▸ **Required work**
Reproduce word for word the line that contains "Our annotation team needs the lower" and each line that follows it, stopping after the final line of the material.

------------------------------------

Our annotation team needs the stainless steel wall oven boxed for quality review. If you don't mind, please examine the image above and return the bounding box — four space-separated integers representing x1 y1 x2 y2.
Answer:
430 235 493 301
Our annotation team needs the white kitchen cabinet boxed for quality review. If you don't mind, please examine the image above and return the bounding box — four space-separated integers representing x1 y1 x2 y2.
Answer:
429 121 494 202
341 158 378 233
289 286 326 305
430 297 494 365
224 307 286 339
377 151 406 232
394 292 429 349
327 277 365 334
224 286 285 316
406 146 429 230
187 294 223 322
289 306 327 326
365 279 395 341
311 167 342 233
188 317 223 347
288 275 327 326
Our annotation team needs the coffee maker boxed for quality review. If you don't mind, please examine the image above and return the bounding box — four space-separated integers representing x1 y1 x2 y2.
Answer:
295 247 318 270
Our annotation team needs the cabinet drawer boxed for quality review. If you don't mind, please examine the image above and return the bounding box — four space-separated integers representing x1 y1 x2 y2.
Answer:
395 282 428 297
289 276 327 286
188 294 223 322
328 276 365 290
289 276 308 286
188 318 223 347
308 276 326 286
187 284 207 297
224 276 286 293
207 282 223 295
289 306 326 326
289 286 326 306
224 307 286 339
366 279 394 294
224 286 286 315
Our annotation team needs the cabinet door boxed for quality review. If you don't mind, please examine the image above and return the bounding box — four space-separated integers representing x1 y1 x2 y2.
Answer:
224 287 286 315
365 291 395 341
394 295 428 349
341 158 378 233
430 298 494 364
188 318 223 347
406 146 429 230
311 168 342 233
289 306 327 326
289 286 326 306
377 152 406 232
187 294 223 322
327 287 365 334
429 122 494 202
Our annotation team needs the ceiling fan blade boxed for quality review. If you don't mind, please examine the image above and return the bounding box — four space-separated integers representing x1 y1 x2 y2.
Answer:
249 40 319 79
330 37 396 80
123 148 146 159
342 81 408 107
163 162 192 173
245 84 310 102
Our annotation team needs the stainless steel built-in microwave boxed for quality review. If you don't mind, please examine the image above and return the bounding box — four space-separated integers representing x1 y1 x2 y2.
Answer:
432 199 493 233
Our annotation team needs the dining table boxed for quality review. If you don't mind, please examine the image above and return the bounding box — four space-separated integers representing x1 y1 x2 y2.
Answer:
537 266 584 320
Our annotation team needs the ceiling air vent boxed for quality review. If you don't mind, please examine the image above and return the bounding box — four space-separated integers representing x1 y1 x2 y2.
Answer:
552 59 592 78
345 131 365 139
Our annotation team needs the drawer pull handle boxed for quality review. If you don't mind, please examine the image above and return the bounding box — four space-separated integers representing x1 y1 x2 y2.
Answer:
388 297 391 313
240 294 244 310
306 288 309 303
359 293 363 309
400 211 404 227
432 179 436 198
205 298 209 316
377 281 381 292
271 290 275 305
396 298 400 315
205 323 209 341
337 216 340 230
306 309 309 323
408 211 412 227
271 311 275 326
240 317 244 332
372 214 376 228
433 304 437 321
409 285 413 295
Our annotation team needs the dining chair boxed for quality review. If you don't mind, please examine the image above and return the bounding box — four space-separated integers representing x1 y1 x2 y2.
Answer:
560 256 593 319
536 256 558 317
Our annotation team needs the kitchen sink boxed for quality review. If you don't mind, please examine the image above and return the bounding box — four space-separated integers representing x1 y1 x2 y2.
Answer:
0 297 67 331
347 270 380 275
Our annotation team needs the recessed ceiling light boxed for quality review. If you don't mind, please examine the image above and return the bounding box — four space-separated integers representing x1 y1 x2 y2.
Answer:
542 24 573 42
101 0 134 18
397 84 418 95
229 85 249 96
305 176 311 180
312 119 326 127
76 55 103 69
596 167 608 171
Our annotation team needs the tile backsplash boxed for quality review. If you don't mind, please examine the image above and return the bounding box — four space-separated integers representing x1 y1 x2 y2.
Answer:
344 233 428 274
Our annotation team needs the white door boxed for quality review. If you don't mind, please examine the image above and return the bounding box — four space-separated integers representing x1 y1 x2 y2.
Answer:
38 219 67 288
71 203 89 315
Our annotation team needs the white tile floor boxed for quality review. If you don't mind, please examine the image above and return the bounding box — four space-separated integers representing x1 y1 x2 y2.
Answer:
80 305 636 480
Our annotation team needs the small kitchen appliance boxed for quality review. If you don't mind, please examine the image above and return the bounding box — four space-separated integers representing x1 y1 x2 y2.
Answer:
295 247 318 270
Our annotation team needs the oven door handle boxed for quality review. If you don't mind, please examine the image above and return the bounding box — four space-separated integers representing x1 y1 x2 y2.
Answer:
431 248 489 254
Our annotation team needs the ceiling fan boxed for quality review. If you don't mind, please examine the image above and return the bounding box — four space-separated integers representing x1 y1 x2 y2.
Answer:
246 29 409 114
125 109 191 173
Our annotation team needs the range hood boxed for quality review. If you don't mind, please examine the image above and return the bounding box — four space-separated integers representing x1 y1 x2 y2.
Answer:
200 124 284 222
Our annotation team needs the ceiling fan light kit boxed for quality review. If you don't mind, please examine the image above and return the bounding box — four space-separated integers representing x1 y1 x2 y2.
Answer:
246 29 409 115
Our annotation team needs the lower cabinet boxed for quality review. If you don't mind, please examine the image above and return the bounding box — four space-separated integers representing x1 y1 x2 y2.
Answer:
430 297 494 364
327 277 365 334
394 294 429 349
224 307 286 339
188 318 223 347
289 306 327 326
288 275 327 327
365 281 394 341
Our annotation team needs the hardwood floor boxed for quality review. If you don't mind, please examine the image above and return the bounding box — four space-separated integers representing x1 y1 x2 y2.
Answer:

------------------------------------

▸ **Worked solution**
Our annotation team needs the lower cabinet boxed for quality review. If you don't mind, please examine the image above and return the bounding box — four space-separated integers representing x1 y1 x2 y2.
Answer:
430 297 494 364
327 277 365 334
394 294 429 349
224 307 286 339
188 318 223 347
289 306 327 326
288 275 327 327
365 281 394 341
Our annotation team needs the hardwood floor boxed for quality review. If you don't mind, please examine the image above and return the bounding box — four space-separated integers representing x1 y1 x2 y2.
Answer:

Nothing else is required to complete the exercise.